#### The request:
List all lines in the records below that contain the word "every", copying each one in full.

#### Records for the task:
• • • •

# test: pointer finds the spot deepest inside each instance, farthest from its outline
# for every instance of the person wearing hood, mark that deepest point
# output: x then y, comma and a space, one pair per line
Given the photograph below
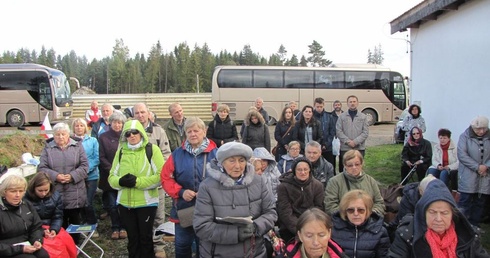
222, 129
416, 153
413, 119
65, 161
233, 189
268, 169
255, 131
352, 178
136, 177
284, 164
181, 176
358, 229
437, 229
473, 171
298, 191
19, 221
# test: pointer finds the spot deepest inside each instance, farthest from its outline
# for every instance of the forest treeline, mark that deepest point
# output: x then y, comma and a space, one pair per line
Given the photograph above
179, 71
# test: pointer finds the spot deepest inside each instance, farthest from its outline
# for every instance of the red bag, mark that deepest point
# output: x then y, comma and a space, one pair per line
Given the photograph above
61, 246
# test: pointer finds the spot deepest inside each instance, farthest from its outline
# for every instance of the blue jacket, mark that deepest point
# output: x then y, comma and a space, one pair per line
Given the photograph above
91, 147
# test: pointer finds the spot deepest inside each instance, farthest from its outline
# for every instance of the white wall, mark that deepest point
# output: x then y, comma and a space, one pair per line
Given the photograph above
451, 68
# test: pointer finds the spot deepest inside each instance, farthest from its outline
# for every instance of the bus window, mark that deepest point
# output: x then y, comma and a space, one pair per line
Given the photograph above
299, 79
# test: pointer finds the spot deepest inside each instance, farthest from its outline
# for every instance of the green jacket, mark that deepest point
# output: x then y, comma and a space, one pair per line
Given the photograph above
145, 193
173, 134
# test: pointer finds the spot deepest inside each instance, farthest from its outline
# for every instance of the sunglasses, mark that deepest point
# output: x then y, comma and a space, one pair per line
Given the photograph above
132, 131
359, 210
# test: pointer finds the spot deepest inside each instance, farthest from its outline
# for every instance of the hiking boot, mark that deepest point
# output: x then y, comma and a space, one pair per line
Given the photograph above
115, 235
161, 254
123, 234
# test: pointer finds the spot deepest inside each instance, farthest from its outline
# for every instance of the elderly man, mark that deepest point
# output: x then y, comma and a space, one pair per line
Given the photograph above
322, 169
175, 126
157, 136
102, 125
352, 130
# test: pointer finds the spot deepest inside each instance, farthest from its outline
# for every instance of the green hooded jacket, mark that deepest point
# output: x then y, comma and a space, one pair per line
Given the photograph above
134, 161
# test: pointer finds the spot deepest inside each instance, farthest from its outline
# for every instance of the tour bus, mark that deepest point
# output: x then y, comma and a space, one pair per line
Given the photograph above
29, 91
381, 92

• • • •

#### The output:
# for every instance of the person wearing hood, mark that deepest point
# for every instance of the forest treeline, mark that deepest point
# for every instance of the red bag, mark that deepest point
# for every instance of the blue jacket, mark that deepest point
# for every instance of the white wall, mark that deepest point
# for every instance of the bus window, mark that deepest point
# for every instance of the green jacket, mark that deepest point
# for every instance of the sunglasses, mark that deepest point
# for every instance of the hiking boot, mark that deepest point
# for every instance of the elderly man, mark that deepest point
# for every instance of the green hooded jacket, mark that deepest point
# for every instance of the tour bus, mark that deepest point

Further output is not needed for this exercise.